■ **Travail demandé**:
a) D'après la critique de THE EAST, qui a produit ce film ?
b) Recopiez le passage de la critique de THE EAST qui va de « THE EAST : chronique » jusqu'à « cinéma US indé. ».

THE EAST : chronique

10-07-2013 - 08:37 - Par

Une plongée effrayante et anxiogène au cœur d’un groupuscule éco-terroriste, par le nouveau duo de choc du cinéma US indé.

Il y a deux ans, Zal Batmanglij (coscénariste / coproducteur / réalisateur) et Brit Marling (coscénariste / coproductrice / interprète) se faisaient un nom dans le cinéma indépendant américain avec SOUND OF MY VOICE, thriller feutré et fauché dans lequel des documentaristes tentaient de faire tomber la mystérieuse gourou d’une secte. Aujourd’hui, le duo – prometteur – se reforme pour le formidable THE EAST (produit par Ridley et feu Tony Scott) avec la même vocation d’immersion dans un milieu secret et hors la loi. Cette fois, c’est une ex agent du FBI (et désormais employée d’une agence de renseignement privé) qui va infiltrer, sur la demande de gros clients en col blanc, un groupe d’éco activistes qui menacent leur image et leurs bénéfices. Elle va y faire la connaissance de jeunes gens enragés (Alexander Skarsgård, Ellen Page, Toby Kebbell…), traquant les exactions ordinaires de grandes industries – pharmaceutiques ou autres – et cherchant à infliger aux responsables les sévices écologiques ou sanitaires qu’eux-mêmes font subir à la population sans jamais être épinglés par les autorités compétentes. Du terrorisme pour punir des terroristes, œil pour œil et dent pour dent, sans autre forme de procès. Leur engagement balaie un large spectre de motivations : les uns succombent au « vigilantisme », d’autres versent dans l’anarchie. Quand il est question de faire justice, ils n’ont plus de patrie, plus de famille, plus d’amis. Leur idéologie, bien que radicale et condamnable, va doucement ébranler les certitudes de l’infiltrée, tiraillée entre la corruption d’un système et l’ultraviolence d’une pensée intègre. THE EAST soulève bien des questions éthiques et politiques et interroge notamment le pouvoir de séduction de l’extrémisme et la notion de criminalité. Est-elle plus ou moins répréhensible selon qu’elle est dissimulée ou clairement revendiquée ? Aucune réponse n’est évidemment apportée par Zal Batmanglij. Désirant créer le dilemme chez son héroïne – et chez le spectateur a fortiori –, il préfère au lourd pensum l’efficacité de la pure fiction. Une décision salutaire, car même s’il est doté d’une dimension romantique un peu superflue et d’une fin un poil tirée par les cheveux, THE EAST est un vrai thriller jusque dans son storytelling haletant, sa caméra urgente, ses enjeux graves et ses personnages troubles. C’est surtout un petit film sur les nerfs, sévère et socialement conscient, qui n’excuse rien ni personne.

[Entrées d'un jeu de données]

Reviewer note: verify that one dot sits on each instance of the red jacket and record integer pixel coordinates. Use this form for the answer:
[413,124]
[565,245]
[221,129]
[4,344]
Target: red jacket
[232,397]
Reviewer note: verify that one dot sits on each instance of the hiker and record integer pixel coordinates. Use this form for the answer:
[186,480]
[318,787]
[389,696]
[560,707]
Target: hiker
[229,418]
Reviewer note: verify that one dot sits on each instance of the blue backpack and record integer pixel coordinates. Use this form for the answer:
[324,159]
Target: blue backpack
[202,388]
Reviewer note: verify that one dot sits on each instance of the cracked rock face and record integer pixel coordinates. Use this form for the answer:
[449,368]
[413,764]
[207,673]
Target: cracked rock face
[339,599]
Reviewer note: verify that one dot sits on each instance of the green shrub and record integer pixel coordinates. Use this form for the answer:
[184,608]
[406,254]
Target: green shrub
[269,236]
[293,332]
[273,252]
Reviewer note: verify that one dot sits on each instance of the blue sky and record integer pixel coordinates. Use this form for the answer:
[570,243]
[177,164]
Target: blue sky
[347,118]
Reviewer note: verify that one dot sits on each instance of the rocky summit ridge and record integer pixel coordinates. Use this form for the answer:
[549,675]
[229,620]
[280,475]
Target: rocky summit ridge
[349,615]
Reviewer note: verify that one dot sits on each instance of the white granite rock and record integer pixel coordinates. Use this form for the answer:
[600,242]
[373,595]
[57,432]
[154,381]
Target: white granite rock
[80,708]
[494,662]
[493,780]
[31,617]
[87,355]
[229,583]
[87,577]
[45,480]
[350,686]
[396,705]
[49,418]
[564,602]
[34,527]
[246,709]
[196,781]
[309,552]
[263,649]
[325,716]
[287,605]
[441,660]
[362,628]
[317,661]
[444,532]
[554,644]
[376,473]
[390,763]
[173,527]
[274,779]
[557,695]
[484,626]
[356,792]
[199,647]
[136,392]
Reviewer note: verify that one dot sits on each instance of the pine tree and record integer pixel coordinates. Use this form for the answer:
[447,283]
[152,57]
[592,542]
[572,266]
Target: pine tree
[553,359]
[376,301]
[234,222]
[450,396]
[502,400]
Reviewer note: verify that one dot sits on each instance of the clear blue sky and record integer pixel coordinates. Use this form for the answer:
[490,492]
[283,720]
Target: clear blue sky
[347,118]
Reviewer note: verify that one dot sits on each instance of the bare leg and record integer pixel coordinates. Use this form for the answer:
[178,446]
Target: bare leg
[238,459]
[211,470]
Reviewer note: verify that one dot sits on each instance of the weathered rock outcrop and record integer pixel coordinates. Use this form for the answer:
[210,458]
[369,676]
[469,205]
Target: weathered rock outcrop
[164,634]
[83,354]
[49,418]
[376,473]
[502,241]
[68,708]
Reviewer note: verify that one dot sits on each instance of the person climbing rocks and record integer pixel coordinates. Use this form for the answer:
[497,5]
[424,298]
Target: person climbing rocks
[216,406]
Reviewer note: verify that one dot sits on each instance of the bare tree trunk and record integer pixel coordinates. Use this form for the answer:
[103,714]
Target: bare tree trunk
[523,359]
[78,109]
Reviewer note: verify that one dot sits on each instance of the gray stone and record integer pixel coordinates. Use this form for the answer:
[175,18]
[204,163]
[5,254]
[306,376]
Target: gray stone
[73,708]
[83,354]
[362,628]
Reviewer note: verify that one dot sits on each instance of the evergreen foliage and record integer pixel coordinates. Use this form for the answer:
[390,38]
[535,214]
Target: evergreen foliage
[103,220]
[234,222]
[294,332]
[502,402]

■ **Réponses fournies**:
a) Ridley Scott et feu Tony Scott.

b)
THE EAST : chronique

10-07-2013 - 08:37 - Par

Une plongée effrayante et anxiogène au cœur d’un groupuscule éco-terroriste, par le nouveau duo de choc du cinéma US indé.